Records from a collection
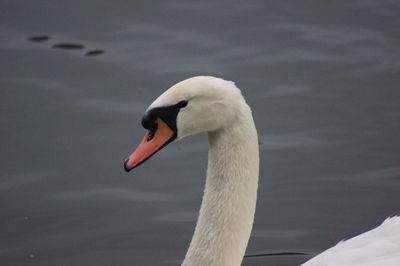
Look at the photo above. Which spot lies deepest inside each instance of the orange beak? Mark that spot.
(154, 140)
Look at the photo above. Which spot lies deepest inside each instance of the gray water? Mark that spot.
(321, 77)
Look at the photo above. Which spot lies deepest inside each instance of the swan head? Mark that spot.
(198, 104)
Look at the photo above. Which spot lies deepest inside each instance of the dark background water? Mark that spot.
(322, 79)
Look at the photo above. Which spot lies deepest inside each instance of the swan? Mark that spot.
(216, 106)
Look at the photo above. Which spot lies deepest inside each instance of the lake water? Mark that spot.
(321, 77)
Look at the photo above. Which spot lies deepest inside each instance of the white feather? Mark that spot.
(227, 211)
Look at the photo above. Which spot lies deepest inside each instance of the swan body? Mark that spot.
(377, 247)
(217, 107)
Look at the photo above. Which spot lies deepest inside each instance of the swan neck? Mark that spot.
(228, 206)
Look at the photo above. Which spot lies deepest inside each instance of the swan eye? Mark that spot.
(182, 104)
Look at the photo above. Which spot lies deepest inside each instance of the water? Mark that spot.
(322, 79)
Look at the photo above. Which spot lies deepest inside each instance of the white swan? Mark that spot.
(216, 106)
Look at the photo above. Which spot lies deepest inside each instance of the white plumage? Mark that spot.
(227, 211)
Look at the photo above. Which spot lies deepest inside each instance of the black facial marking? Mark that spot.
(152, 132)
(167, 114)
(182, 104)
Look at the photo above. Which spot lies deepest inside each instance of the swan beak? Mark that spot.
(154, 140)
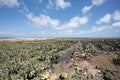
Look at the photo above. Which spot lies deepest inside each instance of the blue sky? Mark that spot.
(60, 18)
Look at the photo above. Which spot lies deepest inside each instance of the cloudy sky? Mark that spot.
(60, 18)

EXERCISE BRIEF: Reproduce all of the material above word for word, leaving out the pictures.

TASK OUTPUT:
Look at the photo above. Which spot lies deepest inside each instance of the orange beak? Mark that spot.
(154, 140)
Look at the photo above. Which spot lies deepest inside each instance of the gray water? Mark that spot.
(321, 77)
Look at the photo above. Which spot lies deepest inside each instance of the swan head? Mark that spot.
(198, 104)
Look at the photo above. Which spot lies deepest inside each instance of the dark background water? Mark that spot.
(322, 79)
Look at the photo above. Which spot lies deepest inside each instance of the swan? Mark that spot.
(216, 106)
Look at the photo above. Which spot lies deepest inside each instance of the lake water? Mark that spot.
(321, 77)
Look at the photo above. Which spot lies deepest inside each instance of the white feather? Mark that spot.
(227, 211)
Look at the photo above. Which spot lies deepest inside each instance of the swan body? Mark that spot.
(377, 247)
(217, 107)
Look at the photo above. Which spot lies deepest inside each instance of the swan neck? Mark that spot.
(228, 206)
Look at the photo above. Which spot lies deepest inside each instance of the swan eye? Mark that spot.
(182, 104)
Look at the photo above. Which spot lies deepest inside each instance of the water? Mark that spot.
(322, 79)
Look at the photo above. Which spot lies deepest inside each instance of the white swan? Mark that spot.
(216, 106)
Look at the photo above. Which spot lies deepest inside each instance of the white plumage? Mark that spot.
(227, 211)
Look at the photo above. Which spot lies deepest inside each instance of the black facial marking? Mark that spot.
(152, 132)
(167, 114)
(182, 104)
Look at the photo above. Which spot lies deepest inside each instance of the swan beak? Mark that spot.
(154, 140)
Look at the photo above. Which spot lies deepest inside each instance of the blue sky? Mark that spot.
(60, 18)
Look at the photo above. Which spot lies deepest inside each instance of the cloudy sky? Mark that spot.
(60, 18)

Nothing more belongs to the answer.